■ Excerpt:
++++++
Governor Lincoln Davenport Chafee today invoked the legacy of  the state’s founder and first white settler, Roger Williams, in an inaugural address in which he urged citizens to embrace our state’s diversity and use the unique lessons of  Rhode Island’s past as a guide for the future.

Standing on the South Portico of the state House on a sun-washed afternoon, Chafee pledged a substantial change of course from the 8-year reign of  Republican Don Carcieri, calling for a more tolerant view of Latino immigrants and urging lawmakers to legalize same-sex marriage.

Chafee, a former liberal Republican who became the state’s first independent governor since colonial times, spoke of unity and a spirit of shared sacrifice as Rhode Island works its way out a deep recession that has caused a state budget deficit of nearly $300 million and given the state New England’s highest unemployment rate at 11.6 percent.
++++++
■ Record extracts:
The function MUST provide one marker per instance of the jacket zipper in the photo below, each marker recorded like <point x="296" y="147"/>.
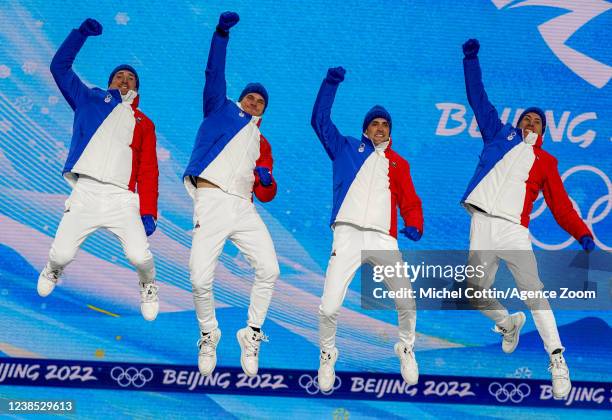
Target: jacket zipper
<point x="501" y="187"/>
<point x="365" y="216"/>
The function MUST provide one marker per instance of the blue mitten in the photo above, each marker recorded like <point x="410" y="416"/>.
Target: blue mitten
<point x="265" y="176"/>
<point x="90" y="27"/>
<point x="227" y="20"/>
<point x="587" y="243"/>
<point x="335" y="75"/>
<point x="411" y="233"/>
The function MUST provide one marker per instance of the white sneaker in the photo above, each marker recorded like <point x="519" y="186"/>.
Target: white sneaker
<point x="249" y="341"/>
<point x="327" y="375"/>
<point x="47" y="280"/>
<point x="207" y="356"/>
<point x="409" y="366"/>
<point x="511" y="336"/>
<point x="149" y="302"/>
<point x="560" y="376"/>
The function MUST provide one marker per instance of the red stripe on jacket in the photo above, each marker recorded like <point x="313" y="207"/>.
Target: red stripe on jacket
<point x="145" y="173"/>
<point x="264" y="194"/>
<point x="403" y="194"/>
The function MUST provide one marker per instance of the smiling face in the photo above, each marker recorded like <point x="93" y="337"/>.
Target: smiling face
<point x="253" y="103"/>
<point x="378" y="131"/>
<point x="124" y="80"/>
<point x="531" y="122"/>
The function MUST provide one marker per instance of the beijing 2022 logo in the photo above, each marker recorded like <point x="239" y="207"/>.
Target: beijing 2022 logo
<point x="558" y="30"/>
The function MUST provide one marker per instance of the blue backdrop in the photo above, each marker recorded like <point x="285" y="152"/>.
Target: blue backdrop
<point x="403" y="55"/>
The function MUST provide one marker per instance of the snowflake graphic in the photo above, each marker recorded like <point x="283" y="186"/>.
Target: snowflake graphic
<point x="122" y="18"/>
<point x="29" y="67"/>
<point x="5" y="71"/>
<point x="163" y="154"/>
<point x="5" y="126"/>
<point x="522" y="372"/>
<point x="24" y="104"/>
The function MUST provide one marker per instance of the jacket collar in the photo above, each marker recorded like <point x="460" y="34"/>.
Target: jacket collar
<point x="255" y="120"/>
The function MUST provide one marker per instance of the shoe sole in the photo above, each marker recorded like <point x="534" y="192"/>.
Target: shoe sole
<point x="335" y="359"/>
<point x="564" y="395"/>
<point x="397" y="350"/>
<point x="518" y="333"/>
<point x="151" y="319"/>
<point x="42" y="293"/>
<point x="323" y="389"/>
<point x="242" y="351"/>
<point x="215" y="363"/>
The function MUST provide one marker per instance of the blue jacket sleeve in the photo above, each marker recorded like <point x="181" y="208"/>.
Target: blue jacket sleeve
<point x="486" y="114"/>
<point x="321" y="122"/>
<point x="215" y="88"/>
<point x="72" y="88"/>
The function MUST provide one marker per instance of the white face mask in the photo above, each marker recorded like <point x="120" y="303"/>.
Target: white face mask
<point x="530" y="138"/>
<point x="129" y="96"/>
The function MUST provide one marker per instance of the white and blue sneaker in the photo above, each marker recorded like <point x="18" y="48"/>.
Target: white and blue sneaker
<point x="408" y="364"/>
<point x="327" y="375"/>
<point x="207" y="355"/>
<point x="560" y="376"/>
<point x="149" y="302"/>
<point x="47" y="280"/>
<point x="250" y="341"/>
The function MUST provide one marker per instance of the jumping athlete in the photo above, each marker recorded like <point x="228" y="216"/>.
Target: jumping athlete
<point x="512" y="170"/>
<point x="370" y="181"/>
<point x="230" y="161"/>
<point x="112" y="167"/>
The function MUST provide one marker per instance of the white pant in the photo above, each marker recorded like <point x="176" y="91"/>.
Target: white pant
<point x="219" y="216"/>
<point x="349" y="241"/>
<point x="493" y="239"/>
<point x="94" y="205"/>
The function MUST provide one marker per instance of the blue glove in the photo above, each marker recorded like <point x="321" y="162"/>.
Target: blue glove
<point x="90" y="27"/>
<point x="411" y="233"/>
<point x="335" y="75"/>
<point x="227" y="20"/>
<point x="470" y="48"/>
<point x="587" y="243"/>
<point x="148" y="222"/>
<point x="265" y="176"/>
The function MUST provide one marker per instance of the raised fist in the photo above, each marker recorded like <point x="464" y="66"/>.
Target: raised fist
<point x="470" y="48"/>
<point x="227" y="20"/>
<point x="335" y="74"/>
<point x="90" y="27"/>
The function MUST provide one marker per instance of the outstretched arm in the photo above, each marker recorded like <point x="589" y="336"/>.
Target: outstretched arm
<point x="486" y="114"/>
<point x="72" y="88"/>
<point x="215" y="87"/>
<point x="561" y="207"/>
<point x="321" y="122"/>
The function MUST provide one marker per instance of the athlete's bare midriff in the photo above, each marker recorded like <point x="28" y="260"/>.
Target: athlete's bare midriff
<point x="204" y="183"/>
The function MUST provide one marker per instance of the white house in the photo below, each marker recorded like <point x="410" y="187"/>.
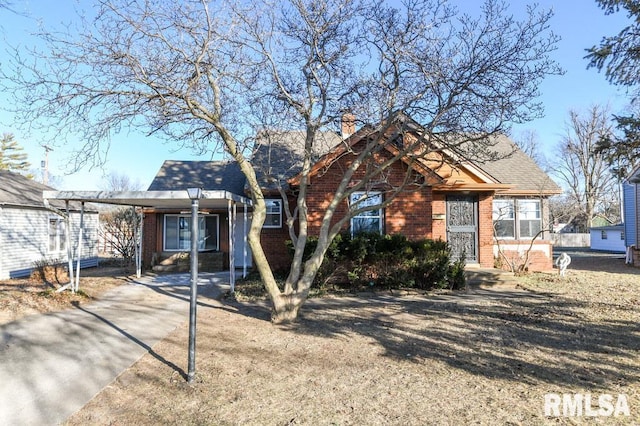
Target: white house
<point x="32" y="232"/>
<point x="631" y="201"/>
<point x="608" y="238"/>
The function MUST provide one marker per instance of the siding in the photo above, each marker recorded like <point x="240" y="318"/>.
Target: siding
<point x="630" y="196"/>
<point x="24" y="239"/>
<point x="613" y="242"/>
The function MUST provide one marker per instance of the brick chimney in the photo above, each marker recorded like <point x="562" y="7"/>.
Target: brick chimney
<point x="348" y="125"/>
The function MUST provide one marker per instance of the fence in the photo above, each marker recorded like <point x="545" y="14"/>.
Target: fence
<point x="571" y="240"/>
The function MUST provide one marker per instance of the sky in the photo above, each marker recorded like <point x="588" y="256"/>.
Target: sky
<point x="579" y="23"/>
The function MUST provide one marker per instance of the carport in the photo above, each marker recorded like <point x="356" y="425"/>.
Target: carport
<point x="178" y="199"/>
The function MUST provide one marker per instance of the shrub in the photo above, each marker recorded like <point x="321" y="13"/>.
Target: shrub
<point x="50" y="271"/>
<point x="386" y="261"/>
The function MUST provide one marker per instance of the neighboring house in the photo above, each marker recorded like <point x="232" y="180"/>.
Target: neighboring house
<point x="631" y="216"/>
<point x="608" y="238"/>
<point x="167" y="231"/>
<point x="30" y="232"/>
<point x="458" y="199"/>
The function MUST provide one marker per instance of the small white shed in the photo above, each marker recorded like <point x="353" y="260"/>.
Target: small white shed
<point x="608" y="238"/>
<point x="32" y="232"/>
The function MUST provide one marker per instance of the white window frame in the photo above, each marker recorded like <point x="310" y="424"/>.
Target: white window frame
<point x="362" y="196"/>
<point x="201" y="226"/>
<point x="518" y="215"/>
<point x="59" y="239"/>
<point x="503" y="214"/>
<point x="273" y="202"/>
<point x="523" y="215"/>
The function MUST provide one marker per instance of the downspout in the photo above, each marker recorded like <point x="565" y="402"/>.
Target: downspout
<point x="67" y="237"/>
<point x="244" y="243"/>
<point x="232" y="265"/>
<point x="140" y="235"/>
<point x="79" y="251"/>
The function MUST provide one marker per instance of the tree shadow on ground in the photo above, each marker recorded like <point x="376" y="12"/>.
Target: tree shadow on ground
<point x="510" y="335"/>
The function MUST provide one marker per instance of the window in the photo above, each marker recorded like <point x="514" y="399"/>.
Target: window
<point x="504" y="218"/>
<point x="177" y="232"/>
<point x="516" y="218"/>
<point x="529" y="220"/>
<point x="57" y="235"/>
<point x="366" y="221"/>
<point x="274" y="214"/>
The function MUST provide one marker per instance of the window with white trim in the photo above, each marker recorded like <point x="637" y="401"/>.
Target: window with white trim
<point x="529" y="218"/>
<point x="57" y="234"/>
<point x="504" y="218"/>
<point x="369" y="220"/>
<point x="516" y="218"/>
<point x="177" y="232"/>
<point x="274" y="214"/>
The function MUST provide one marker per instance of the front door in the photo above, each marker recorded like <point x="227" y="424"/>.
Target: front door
<point x="462" y="227"/>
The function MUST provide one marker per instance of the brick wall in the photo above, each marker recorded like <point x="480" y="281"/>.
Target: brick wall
<point x="409" y="214"/>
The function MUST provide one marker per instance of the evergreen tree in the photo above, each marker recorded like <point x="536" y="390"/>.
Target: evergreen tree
<point x="12" y="157"/>
<point x="619" y="57"/>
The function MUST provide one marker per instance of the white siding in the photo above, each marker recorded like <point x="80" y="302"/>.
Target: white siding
<point x="630" y="213"/>
<point x="614" y="241"/>
<point x="239" y="244"/>
<point x="24" y="239"/>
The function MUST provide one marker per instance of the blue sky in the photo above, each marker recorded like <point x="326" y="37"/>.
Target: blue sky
<point x="580" y="23"/>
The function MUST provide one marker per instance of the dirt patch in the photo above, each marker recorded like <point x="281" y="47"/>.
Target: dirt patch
<point x="451" y="358"/>
<point x="27" y="296"/>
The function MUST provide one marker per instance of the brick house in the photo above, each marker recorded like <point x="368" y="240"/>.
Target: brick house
<point x="480" y="208"/>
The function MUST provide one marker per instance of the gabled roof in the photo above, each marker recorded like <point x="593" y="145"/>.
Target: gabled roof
<point x="514" y="167"/>
<point x="510" y="172"/>
<point x="634" y="176"/>
<point x="19" y="191"/>
<point x="208" y="175"/>
<point x="280" y="154"/>
<point x="278" y="157"/>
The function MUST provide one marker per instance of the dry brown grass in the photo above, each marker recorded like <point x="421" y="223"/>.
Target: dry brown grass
<point x="37" y="294"/>
<point x="477" y="357"/>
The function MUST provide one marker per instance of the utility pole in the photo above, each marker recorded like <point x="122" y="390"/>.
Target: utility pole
<point x="45" y="164"/>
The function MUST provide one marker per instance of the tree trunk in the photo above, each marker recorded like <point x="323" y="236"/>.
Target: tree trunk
<point x="286" y="307"/>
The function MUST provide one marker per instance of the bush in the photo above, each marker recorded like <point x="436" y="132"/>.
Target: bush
<point x="50" y="271"/>
<point x="371" y="260"/>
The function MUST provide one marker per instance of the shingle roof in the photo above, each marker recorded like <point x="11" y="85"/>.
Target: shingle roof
<point x="280" y="153"/>
<point x="19" y="191"/>
<point x="208" y="175"/>
<point x="516" y="168"/>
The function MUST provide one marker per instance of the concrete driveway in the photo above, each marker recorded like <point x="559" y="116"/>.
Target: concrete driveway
<point x="53" y="364"/>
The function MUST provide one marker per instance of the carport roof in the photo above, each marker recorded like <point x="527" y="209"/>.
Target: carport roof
<point x="154" y="199"/>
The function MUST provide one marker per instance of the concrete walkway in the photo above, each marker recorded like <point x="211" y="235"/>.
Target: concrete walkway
<point x="51" y="365"/>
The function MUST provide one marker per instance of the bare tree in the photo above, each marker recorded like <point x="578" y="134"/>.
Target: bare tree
<point x="206" y="78"/>
<point x="12" y="155"/>
<point x="118" y="232"/>
<point x="529" y="142"/>
<point x="118" y="225"/>
<point x="581" y="168"/>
++++++
■ Short task A: In the Chafee inauguration article, what unemployment rate does Rhode Island have?
■ Short task B: Please extract from the Chafee inauguration article everything from "Chafee, a former" down to "at 11.6 percent.".

■ Task solution A: 11.6 percent, the highest in New England.

■ Task solution B:
Chafee, a former liberal Republican who became the state’s first independent governor since colonial times, spoke of unity and a spirit of shared sacrifice as Rhode Island works its way out a deep recession that has caused a state budget deficit of nearly $300 million and given the state New England’s highest unemployment rate at 11.6 percent.